BEGIN

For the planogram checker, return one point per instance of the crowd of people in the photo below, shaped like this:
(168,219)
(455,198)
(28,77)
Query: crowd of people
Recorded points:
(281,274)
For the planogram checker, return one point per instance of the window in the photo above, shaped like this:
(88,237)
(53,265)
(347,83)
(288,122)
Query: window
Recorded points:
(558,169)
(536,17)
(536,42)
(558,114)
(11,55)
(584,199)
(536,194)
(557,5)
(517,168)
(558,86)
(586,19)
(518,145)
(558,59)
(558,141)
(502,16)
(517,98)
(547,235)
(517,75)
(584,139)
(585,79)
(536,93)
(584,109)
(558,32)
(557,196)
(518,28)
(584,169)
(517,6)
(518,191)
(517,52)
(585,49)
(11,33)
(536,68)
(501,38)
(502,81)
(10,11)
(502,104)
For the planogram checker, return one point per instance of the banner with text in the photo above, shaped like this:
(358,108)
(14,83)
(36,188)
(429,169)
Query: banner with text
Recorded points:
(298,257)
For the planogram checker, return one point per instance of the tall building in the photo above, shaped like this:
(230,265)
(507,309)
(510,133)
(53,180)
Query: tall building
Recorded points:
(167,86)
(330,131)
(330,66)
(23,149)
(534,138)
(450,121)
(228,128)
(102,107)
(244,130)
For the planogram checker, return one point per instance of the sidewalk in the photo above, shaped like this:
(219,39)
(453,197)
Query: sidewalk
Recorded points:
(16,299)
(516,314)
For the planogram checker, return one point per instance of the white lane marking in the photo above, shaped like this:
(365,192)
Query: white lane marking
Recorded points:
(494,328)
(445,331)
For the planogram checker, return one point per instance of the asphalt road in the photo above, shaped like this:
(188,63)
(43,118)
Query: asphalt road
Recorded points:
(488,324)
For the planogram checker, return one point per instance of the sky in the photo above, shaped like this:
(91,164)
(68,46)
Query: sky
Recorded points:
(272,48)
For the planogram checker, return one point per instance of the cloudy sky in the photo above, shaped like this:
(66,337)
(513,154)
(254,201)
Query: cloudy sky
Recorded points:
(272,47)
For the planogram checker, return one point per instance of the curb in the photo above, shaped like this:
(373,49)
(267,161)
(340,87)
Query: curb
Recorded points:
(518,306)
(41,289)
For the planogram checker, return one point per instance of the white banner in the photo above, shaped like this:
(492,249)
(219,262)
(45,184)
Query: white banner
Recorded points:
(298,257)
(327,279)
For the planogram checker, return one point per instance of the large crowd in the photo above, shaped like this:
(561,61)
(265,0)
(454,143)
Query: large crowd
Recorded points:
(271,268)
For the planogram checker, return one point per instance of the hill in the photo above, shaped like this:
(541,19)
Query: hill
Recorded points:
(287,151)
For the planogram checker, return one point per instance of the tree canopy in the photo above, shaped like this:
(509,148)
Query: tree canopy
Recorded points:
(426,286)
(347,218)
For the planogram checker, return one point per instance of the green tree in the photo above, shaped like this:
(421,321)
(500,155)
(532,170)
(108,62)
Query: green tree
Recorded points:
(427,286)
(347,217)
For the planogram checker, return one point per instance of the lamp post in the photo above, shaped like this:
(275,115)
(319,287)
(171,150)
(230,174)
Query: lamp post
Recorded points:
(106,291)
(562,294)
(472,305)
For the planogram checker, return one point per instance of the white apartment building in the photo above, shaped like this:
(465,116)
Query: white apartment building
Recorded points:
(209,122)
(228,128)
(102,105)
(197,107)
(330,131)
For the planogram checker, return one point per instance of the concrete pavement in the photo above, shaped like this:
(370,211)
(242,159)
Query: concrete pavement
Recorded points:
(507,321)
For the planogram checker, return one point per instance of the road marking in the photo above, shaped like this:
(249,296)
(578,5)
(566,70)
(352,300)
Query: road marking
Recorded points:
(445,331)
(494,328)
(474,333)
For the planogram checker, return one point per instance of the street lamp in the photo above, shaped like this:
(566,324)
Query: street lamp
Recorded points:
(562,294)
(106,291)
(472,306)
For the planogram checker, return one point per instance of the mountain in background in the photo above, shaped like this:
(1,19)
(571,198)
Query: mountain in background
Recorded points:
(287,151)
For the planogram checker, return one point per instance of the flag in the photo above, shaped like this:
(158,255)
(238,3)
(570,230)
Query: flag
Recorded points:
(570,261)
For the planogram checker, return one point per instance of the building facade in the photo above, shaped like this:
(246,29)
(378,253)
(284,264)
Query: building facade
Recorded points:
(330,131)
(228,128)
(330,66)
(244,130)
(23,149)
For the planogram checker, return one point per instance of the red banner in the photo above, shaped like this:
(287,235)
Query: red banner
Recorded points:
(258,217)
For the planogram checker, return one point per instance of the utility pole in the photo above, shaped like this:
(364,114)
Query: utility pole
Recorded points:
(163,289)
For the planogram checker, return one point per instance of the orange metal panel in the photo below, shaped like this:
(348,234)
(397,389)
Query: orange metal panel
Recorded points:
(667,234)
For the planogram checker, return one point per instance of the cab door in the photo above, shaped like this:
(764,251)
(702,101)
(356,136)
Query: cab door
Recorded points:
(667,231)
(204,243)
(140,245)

END

* [Written problem]
Print all of the records above again, word for word and in their original order.

* [Complete answer]
For the planogram checker, return one point per instance of the crowd of people in the photo below, shaped like this:
(168,219)
(455,198)
(28,77)
Query: crowd of people
Recorded points:
(281,274)
For the planogram checker, return one point per instance of the window in the photo above, shaped like this:
(88,237)
(53,265)
(347,83)
(288,122)
Query: window
Recorded points:
(558,169)
(536,17)
(536,42)
(558,114)
(11,55)
(584,199)
(536,194)
(557,5)
(517,168)
(558,86)
(586,19)
(518,145)
(558,59)
(558,141)
(502,16)
(517,98)
(547,235)
(517,75)
(584,139)
(585,79)
(536,93)
(584,109)
(558,32)
(557,196)
(518,28)
(584,169)
(517,6)
(518,191)
(517,52)
(585,49)
(11,33)
(536,68)
(501,38)
(502,81)
(10,11)
(502,104)
For the planogram checker, return one point per instance of the banner with text in the photo above, shaped like this:
(358,108)
(14,83)
(36,188)
(429,169)
Query: banner with text
Recorded points:
(298,257)
For the planogram checker, return one point per instance of the tall building in the photo above, shaped like this:
(230,265)
(507,309)
(510,133)
(53,180)
Query: tall building
Recorded points:
(167,86)
(330,131)
(330,66)
(23,149)
(534,138)
(450,121)
(228,128)
(102,107)
(244,130)
For the planogram checker, return one point per instance of the sidewalk in the photo above, shaped like this:
(219,39)
(453,197)
Query: sidewalk
Recorded points:
(16,299)
(516,314)
For the planogram checker, return one point per instance of the white lane marking in the photo above, shaped like this:
(365,192)
Query: white lane marking
Recorded points:
(494,328)
(445,331)
For the planogram checker, return one point per instance of the asphalt road in the photo above, shaped like this:
(188,63)
(43,118)
Query: asphalt road
Recorded points:
(488,324)
For the planogram checker, return one point per instance of the sky in the photo above, shaped like this:
(91,164)
(68,46)
Query: sky
Recorded points:
(272,48)
For the planogram checker, return one point per instance of the cloudy sky in the photo above, shaped like this:
(66,337)
(513,154)
(254,201)
Query: cloudy sky
Recorded points:
(272,47)
For the planogram checker, return one point per instance of the curb in the photo above, shaped like this:
(373,49)
(267,161)
(340,87)
Query: curb
Recorded points:
(518,306)
(41,289)
For the planogram checker, return one point per instance of the white banner in the photo above, shaped like this:
(492,249)
(219,262)
(45,184)
Query: white banner
Recorded points:
(298,257)
(327,279)
For the planogram checker, return one point per instance of the large crowd in the photo above, shaped like this:
(561,61)
(265,0)
(454,143)
Query: large crowd
Recorded points:
(271,268)
For the planogram checker, return one point per instance of the hill in the photo above, shaped like this:
(541,19)
Query: hill
Recorded points:
(287,151)
For the planogram checker, return one point per instance of the tree canopy in the photo above, shaped like this:
(509,148)
Query: tree canopy
Recorded points:
(426,286)
(347,218)
For the planogram checker, return one point per instance of the green tree in the photo above, shaped like this:
(421,321)
(500,155)
(532,170)
(108,62)
Query: green tree
Recorded points:
(427,286)
(347,217)
For the planogram checker, return one point per instance of the lamp post in the photo above, shaped like this:
(275,115)
(319,287)
(171,150)
(230,174)
Query: lamp post
Recorded points:
(106,291)
(562,294)
(472,305)
For the planogram checker, return one point per instance of the white apartment building in the photo above, shaped like this:
(465,116)
Query: white apartment building
Recorded points:
(209,122)
(228,128)
(102,105)
(197,107)
(330,131)
For the planogram checker, return one point per instance of the concrete pavement in the photo above, shaped like this:
(370,211)
(242,159)
Query: concrete pavement
Recorded points:
(507,321)
For the planogram checker, return one point per instance of the road marking in the photo above, shaped like this:
(249,296)
(578,5)
(566,70)
(352,300)
Query: road marking
Recorded points:
(445,331)
(494,328)
(474,333)
For the planogram checker, return one point per instance of the street lamp in the photo above, shaped like this:
(566,324)
Query: street lamp
Recorded points:
(562,294)
(106,291)
(472,306)
For the planogram checker, return one point per instance of the mountain in background in the photo above, shaped like this:
(1,19)
(571,198)
Query: mountain in background
Recorded points:
(287,151)
For the planogram checker, return one point per instance of the flag in the photo above, shaped like this:
(158,255)
(238,3)
(570,230)
Query: flag
Recorded points:
(570,261)
For the planogram checker, return one point per instance of the building facade in the photo above, shaped like this:
(246,29)
(378,253)
(284,264)
Query: building facade
Recorded points:
(330,131)
(228,128)
(330,66)
(244,130)
(23,149)
For the planogram checker, return one point per instance of the red banner in the photo above, shaped like this:
(287,235)
Query: red banner
Recorded points:
(258,217)
For the planogram checker, return one point per instance of the utility pole in the photo above, shaped like this:
(364,114)
Query: utility pole
Recorded points:
(163,289)
For the planogram checker, return one point per instance of the orange metal panel in the photo below, shaped like this:
(348,234)
(397,389)
Query: orange metal panel
Recorded points:
(667,234)
For the planogram checker, return one point per instance of the cab door in the photo above, shaped like this:
(764,251)
(702,101)
(356,136)
Query: cab door
Recorded points:
(667,231)
(204,243)
(140,245)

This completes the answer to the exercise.